── Extrait de page ──
En effet, La cathédrale Sainte-Cécile d’Albi est non seulement la plus grande cathédrale de brique du monde mais aussi une construction monumentale dans le paysage albigeois. 

Résumé historique : 

Décidée en 1277 par Bernard de Castanet, elle a permis de faire d’Albi une ville de premier plan. Considéré comme un inquisiteur, il a été évêque d’Albi de 1276 jusqu’à ce qu’il soit destitué en 1308 par le pape Clément V suite à des suspicions d’homicides par empoisonnement. Le style architectural de la cathédrale se démarque de ce qui se fait à l’époque et témoigne de la volonté de l’évêque d’affirmer sa puissance et son indépendance vis-à-vis des bourgeois, des hérétiques et du Roi. La présence de la cathédrale crée une dynamique autour de la place Sainte-Cécile et en fait un pôle d’échange entre monde urbain et rural. Le chantier avance rapidement et en un siècle, le plus gros est édifié et c’est en 1480 qu’elle est consacrée. Depuis, en guise de cadeau, ou à la suite de simples initiatives des différents évêques, des peintures sont ajoutées, et aujourd’hui ces 18 500 m² de fresques et décorations en font la plus grande cathédrale peinte en Europe. Elle abrite aussi l’un “ des plus grands orgues d’Europe. Donc, on estime aujourd’hui qu’elle est constituée de 25 000 briques.
───
- Consigne: Selon l'extrait sur la cathédrale d'Albi, en quelle année l'édifice a-t-il été consacré ?
── Lignes de données ──
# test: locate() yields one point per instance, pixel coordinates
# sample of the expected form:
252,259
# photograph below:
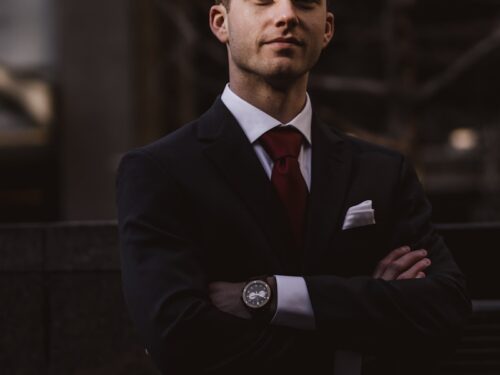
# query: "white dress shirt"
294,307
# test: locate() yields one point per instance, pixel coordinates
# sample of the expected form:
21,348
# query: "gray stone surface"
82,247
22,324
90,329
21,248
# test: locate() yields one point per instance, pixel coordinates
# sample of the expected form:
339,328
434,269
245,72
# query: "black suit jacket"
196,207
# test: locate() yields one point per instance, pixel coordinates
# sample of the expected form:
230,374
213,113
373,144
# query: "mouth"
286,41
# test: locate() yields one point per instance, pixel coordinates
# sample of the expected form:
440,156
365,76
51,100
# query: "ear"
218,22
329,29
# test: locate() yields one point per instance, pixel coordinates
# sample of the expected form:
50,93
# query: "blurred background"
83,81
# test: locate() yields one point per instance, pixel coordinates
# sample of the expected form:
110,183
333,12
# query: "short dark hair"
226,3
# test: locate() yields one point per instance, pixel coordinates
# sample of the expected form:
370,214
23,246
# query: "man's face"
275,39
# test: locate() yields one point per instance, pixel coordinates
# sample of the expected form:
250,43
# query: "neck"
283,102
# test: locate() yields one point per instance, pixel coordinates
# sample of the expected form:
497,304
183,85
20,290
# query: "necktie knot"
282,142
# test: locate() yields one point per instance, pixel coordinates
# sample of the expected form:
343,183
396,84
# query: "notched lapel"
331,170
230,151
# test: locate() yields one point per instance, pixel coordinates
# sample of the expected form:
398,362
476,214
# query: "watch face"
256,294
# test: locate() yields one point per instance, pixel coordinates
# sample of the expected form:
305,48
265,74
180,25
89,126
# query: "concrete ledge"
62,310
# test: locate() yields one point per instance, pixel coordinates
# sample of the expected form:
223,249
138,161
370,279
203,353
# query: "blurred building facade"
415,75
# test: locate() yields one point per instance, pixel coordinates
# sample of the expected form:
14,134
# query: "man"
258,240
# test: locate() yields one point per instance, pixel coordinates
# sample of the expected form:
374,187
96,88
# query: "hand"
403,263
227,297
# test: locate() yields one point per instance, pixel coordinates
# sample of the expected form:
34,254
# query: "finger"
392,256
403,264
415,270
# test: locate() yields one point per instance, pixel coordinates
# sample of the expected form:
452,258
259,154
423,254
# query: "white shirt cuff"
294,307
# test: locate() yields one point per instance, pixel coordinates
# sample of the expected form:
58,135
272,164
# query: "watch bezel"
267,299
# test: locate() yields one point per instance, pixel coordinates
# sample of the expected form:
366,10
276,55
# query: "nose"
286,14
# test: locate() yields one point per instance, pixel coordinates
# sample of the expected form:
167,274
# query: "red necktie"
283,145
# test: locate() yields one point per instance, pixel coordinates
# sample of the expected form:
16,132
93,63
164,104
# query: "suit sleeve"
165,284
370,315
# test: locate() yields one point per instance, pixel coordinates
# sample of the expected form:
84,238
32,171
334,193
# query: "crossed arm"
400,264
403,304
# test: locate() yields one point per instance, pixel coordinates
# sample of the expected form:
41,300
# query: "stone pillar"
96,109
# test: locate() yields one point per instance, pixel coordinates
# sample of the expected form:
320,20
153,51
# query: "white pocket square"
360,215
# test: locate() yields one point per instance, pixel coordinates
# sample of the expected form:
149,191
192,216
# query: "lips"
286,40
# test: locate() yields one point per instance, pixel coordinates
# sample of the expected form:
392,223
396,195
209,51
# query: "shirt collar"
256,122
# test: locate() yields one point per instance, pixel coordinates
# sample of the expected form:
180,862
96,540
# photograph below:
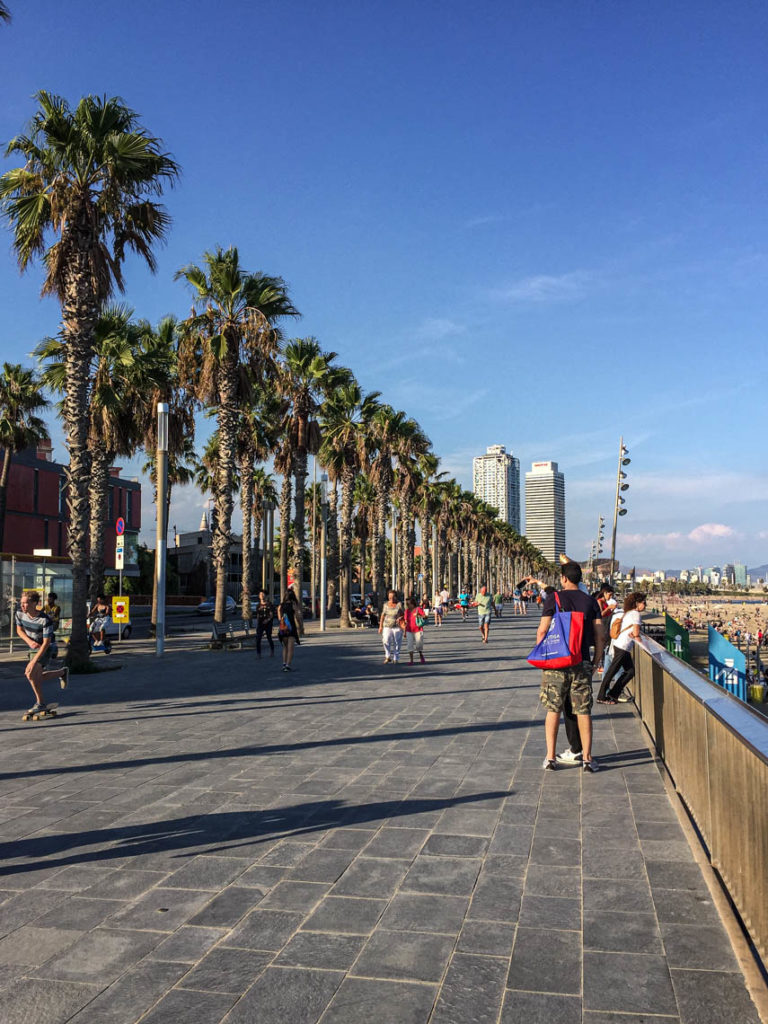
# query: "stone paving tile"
───
- Réponse: En 1480.